→ PROBLEM STATEMENT: Please report each line of the data below that contains "wiper".
MATERIAL FOR THE TASK START
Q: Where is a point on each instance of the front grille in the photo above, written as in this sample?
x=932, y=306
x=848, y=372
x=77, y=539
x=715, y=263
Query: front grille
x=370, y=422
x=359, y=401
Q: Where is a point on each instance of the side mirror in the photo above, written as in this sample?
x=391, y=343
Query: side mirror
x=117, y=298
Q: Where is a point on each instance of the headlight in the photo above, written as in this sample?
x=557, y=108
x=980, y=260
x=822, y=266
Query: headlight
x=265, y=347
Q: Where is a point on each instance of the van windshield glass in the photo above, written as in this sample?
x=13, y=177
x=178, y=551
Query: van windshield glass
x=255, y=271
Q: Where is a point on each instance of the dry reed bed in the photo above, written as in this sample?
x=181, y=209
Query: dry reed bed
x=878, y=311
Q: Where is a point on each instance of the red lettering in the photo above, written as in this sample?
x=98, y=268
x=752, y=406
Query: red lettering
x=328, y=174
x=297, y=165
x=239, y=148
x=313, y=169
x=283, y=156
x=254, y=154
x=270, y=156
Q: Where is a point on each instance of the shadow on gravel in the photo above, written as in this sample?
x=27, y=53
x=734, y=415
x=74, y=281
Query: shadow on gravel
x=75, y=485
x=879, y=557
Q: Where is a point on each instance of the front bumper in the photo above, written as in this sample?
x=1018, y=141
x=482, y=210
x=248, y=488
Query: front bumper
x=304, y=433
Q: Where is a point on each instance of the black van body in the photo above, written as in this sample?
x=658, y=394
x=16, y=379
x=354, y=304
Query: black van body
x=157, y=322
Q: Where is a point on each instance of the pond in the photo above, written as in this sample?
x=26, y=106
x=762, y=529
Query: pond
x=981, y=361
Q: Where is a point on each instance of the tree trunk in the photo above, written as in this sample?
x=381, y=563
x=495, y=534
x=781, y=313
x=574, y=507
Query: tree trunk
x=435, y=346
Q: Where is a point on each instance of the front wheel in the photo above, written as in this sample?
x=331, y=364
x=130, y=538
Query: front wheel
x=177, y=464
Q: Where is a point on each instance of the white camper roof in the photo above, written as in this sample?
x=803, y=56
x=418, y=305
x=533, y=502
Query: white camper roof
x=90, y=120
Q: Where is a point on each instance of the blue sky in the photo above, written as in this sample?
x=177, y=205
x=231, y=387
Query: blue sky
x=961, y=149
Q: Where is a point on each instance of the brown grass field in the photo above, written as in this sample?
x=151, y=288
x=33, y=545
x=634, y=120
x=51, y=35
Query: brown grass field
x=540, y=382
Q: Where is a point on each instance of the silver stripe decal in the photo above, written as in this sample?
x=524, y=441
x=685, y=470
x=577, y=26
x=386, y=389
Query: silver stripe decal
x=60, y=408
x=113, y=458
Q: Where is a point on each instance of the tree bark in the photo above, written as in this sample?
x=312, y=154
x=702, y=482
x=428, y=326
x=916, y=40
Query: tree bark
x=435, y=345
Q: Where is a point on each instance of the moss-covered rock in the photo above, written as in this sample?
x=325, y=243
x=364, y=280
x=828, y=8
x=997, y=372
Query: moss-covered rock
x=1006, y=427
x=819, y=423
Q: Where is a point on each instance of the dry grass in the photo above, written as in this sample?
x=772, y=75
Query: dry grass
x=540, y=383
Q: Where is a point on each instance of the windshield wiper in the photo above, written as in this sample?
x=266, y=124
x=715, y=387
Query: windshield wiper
MATERIAL FOR THE TASK END
→ FINISHED TASK:
Q: Where is a point on each instance of the windshield wiper in the photo above, written as in this sample?
Query: windshield wiper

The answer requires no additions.